■ **PROVIDED INFORMATION**:

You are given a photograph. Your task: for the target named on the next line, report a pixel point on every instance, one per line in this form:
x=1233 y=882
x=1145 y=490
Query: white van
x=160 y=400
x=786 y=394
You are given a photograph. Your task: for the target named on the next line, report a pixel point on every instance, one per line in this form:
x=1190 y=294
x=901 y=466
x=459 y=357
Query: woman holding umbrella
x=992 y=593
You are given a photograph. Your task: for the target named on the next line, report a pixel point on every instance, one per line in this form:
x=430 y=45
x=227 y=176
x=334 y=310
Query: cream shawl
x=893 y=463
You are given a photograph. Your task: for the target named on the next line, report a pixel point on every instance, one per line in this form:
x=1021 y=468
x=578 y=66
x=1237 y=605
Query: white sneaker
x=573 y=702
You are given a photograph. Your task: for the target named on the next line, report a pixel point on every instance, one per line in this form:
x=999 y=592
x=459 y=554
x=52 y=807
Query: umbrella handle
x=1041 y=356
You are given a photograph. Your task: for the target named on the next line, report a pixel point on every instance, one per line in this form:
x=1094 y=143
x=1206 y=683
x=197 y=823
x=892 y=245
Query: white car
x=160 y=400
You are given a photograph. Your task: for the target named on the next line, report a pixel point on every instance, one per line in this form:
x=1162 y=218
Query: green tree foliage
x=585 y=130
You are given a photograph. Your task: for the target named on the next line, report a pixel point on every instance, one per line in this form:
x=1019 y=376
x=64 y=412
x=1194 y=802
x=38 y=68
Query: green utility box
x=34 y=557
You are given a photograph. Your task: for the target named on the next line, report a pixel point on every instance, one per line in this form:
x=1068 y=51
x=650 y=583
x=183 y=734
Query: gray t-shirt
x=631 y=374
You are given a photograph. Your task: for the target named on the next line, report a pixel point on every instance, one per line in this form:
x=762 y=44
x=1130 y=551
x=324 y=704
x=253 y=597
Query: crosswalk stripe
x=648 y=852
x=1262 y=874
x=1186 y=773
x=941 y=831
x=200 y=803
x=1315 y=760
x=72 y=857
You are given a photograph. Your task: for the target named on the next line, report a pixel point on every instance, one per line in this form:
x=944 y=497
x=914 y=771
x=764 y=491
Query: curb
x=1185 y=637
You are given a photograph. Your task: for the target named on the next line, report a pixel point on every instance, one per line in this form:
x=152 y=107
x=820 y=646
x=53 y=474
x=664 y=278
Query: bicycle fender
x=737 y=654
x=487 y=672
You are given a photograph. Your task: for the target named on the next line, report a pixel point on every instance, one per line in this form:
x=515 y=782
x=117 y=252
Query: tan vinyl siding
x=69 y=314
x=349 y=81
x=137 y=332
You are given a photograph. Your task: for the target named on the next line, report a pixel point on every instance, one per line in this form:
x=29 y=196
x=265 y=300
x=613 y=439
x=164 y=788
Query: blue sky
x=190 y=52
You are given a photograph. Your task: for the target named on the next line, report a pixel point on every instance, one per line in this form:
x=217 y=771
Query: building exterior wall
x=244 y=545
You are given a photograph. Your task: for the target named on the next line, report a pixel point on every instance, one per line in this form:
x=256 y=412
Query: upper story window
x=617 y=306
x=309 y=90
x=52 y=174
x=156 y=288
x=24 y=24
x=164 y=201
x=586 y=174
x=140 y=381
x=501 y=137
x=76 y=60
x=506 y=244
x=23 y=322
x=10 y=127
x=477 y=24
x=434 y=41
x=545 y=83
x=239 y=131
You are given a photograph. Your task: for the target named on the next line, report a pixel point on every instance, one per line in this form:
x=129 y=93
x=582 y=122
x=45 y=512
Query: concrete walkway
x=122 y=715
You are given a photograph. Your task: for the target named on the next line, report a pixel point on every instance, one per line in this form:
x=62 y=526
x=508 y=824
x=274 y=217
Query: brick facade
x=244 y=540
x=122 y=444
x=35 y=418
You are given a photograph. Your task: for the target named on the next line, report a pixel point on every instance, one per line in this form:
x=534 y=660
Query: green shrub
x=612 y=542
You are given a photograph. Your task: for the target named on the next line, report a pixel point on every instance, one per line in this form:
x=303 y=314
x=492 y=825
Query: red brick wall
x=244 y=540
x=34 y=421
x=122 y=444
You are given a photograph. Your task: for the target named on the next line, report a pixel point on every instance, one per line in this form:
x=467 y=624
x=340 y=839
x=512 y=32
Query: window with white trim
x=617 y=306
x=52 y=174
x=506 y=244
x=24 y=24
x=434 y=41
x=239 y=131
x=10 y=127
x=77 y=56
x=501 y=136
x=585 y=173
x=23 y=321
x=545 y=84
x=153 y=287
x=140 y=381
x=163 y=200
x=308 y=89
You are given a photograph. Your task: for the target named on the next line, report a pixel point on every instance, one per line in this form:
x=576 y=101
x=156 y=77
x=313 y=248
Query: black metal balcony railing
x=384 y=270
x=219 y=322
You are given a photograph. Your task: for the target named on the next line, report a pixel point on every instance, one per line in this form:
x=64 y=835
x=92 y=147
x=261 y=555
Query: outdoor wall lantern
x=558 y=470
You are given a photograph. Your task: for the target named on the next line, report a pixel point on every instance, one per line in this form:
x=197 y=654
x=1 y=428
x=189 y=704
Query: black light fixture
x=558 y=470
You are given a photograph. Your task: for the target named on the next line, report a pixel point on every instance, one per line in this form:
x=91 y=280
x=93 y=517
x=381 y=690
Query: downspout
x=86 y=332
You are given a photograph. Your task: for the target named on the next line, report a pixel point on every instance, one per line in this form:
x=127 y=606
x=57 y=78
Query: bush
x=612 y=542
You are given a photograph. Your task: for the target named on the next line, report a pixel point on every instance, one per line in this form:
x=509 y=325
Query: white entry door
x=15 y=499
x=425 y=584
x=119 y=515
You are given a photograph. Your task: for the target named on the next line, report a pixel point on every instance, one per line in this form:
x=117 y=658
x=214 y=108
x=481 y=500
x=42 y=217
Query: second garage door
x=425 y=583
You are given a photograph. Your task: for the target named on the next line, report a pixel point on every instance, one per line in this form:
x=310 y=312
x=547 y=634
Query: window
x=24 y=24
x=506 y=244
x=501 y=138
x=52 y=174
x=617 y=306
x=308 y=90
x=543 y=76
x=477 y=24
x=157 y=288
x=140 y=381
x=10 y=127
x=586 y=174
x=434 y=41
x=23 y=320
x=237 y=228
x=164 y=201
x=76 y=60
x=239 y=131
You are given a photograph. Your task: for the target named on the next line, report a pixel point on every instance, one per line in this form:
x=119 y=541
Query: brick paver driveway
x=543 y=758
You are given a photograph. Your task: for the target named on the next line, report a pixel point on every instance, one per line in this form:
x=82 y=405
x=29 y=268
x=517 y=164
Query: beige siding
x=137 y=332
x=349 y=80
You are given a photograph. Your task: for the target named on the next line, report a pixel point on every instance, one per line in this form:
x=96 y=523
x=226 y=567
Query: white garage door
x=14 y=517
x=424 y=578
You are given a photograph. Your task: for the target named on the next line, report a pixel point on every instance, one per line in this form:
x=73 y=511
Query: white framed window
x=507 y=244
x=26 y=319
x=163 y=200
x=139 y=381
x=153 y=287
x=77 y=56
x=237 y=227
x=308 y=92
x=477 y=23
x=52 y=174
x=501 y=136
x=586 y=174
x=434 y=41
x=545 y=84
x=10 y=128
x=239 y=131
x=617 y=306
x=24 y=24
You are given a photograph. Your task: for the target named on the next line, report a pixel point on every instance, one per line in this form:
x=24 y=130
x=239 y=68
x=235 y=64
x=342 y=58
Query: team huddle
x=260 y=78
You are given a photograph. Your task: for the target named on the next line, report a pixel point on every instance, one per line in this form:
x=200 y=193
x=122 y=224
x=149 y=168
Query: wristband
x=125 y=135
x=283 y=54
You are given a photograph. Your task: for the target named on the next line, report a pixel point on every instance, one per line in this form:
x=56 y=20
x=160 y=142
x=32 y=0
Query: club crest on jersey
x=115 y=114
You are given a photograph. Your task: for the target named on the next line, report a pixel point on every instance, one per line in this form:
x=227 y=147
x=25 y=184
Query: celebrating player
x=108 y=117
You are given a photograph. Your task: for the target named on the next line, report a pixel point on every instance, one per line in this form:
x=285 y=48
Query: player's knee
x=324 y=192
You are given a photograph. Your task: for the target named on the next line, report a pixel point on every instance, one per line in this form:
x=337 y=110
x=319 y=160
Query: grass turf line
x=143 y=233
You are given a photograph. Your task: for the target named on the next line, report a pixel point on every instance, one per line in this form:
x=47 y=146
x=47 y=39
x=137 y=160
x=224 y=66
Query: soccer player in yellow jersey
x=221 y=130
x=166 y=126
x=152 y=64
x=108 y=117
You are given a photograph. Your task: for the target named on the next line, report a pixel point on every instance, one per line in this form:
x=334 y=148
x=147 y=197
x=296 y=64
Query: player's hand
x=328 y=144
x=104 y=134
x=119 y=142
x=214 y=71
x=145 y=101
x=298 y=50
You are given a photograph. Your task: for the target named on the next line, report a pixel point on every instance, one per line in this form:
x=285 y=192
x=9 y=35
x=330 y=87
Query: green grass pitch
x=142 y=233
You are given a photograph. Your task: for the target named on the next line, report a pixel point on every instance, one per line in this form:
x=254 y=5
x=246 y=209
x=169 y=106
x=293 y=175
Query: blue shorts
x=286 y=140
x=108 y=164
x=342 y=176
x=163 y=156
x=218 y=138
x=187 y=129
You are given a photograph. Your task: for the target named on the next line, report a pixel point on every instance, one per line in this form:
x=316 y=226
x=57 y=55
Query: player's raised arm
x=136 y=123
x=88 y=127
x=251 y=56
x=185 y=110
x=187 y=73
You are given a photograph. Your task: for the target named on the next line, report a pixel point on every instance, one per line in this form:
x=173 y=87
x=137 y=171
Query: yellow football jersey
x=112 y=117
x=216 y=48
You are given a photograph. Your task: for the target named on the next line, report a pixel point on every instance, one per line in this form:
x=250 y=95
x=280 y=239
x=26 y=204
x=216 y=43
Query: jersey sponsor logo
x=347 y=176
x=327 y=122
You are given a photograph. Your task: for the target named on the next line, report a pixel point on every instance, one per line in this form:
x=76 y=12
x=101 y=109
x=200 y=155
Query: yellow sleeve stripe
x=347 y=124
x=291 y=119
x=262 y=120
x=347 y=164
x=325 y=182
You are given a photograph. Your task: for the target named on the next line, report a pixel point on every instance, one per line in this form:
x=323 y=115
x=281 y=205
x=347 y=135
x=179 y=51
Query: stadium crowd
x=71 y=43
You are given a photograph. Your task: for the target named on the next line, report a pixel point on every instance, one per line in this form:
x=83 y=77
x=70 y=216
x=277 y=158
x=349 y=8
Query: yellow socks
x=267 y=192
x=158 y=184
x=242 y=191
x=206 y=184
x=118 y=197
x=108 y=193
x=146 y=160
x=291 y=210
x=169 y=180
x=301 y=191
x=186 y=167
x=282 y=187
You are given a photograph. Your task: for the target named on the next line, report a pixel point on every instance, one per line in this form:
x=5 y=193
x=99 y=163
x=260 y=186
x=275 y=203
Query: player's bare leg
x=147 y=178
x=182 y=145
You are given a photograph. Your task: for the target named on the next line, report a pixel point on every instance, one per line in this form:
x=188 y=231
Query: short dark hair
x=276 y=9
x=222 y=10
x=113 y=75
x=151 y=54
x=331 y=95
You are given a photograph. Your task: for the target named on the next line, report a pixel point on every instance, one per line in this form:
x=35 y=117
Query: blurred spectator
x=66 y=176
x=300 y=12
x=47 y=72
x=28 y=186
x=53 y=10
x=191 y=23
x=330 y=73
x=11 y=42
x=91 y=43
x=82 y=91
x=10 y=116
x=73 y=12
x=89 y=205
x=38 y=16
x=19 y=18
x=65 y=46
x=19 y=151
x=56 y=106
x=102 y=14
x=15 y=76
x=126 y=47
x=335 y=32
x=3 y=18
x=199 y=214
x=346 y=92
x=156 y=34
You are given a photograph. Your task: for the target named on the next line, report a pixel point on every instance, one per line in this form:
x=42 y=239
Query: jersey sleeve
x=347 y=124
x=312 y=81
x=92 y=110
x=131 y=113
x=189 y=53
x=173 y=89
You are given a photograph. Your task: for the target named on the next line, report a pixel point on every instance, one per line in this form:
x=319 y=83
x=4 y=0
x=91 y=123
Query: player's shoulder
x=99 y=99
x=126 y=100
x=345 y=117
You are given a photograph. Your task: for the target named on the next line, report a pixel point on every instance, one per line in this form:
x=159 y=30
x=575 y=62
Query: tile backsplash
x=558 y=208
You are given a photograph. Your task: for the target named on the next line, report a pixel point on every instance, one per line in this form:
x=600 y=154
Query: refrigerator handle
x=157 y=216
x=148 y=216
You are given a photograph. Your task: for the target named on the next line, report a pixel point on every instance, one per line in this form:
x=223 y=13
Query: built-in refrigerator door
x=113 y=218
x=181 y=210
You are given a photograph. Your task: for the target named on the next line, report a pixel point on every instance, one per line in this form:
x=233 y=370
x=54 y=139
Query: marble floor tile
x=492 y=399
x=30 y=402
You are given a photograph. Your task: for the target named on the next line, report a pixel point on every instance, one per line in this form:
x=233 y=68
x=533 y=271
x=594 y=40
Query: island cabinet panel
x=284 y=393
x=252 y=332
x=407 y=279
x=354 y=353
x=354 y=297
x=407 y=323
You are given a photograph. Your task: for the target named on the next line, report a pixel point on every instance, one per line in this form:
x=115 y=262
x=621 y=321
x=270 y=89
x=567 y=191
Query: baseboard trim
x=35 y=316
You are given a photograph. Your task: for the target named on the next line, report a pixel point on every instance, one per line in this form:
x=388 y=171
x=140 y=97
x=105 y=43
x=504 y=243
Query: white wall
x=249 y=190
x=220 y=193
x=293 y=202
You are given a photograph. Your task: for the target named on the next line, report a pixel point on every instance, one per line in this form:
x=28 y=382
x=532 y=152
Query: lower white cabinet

■ **WHAT THE TASK REQUIRES**:
Please reproduce the items from the start through the line containing "x=631 y=374", switching every "Query" to "Label" and keeping everything else unchanged. Give only those lines.

■ **RESPONSE**:
You are given a photograph. Your task: for the target named on the next line, report a pixel point on every instance, one per line in this form:
x=1233 y=882
x=1145 y=490
Label: white van
x=160 y=400
x=786 y=394
You are given a photograph. Your task: for the target named on the next line, report a pixel point on every instance, one per line in this form:
x=1190 y=294
x=901 y=466
x=459 y=357
Label: woman holding umbrella
x=992 y=593
You are given a photograph. Your task: for the target named on the next line, report a pixel point on every instance, one per line in this form:
x=430 y=45
x=227 y=176
x=334 y=310
Label: cream shawl
x=893 y=463
You are given a photograph. Your task: for the target named on the next line, report a pixel point on every instance, one per line in this form:
x=1021 y=468
x=578 y=66
x=1237 y=605
Label: white sneaker
x=573 y=702
You are given a photograph. Your task: for the target named on the next line, report a pixel point on every instance, one per line in this form:
x=999 y=592
x=459 y=554
x=52 y=807
Label: umbrella handle
x=1041 y=356
You are given a photograph. Your task: for the target named on the next line, report a pixel point on every instance, one per line in this form:
x=1094 y=143
x=1206 y=683
x=197 y=823
x=892 y=245
Label: white car
x=160 y=400
You are given a photograph. Your task: for the target named on the next line, report a pixel point on every instance, one per line in this form:
x=1162 y=218
Label: green tree foliage
x=585 y=130
You are given a photograph. Your task: for the target named on the next line, report a pixel point on every instance, one per line in this form:
x=1019 y=376
x=64 y=412
x=1194 y=802
x=38 y=68
Label: green utility box
x=34 y=557
You are given a photograph. Your task: for the target named on the next line, report a pixel point on every instance, one per line in this form:
x=1068 y=51
x=650 y=583
x=183 y=734
Label: gray t-shirt
x=631 y=374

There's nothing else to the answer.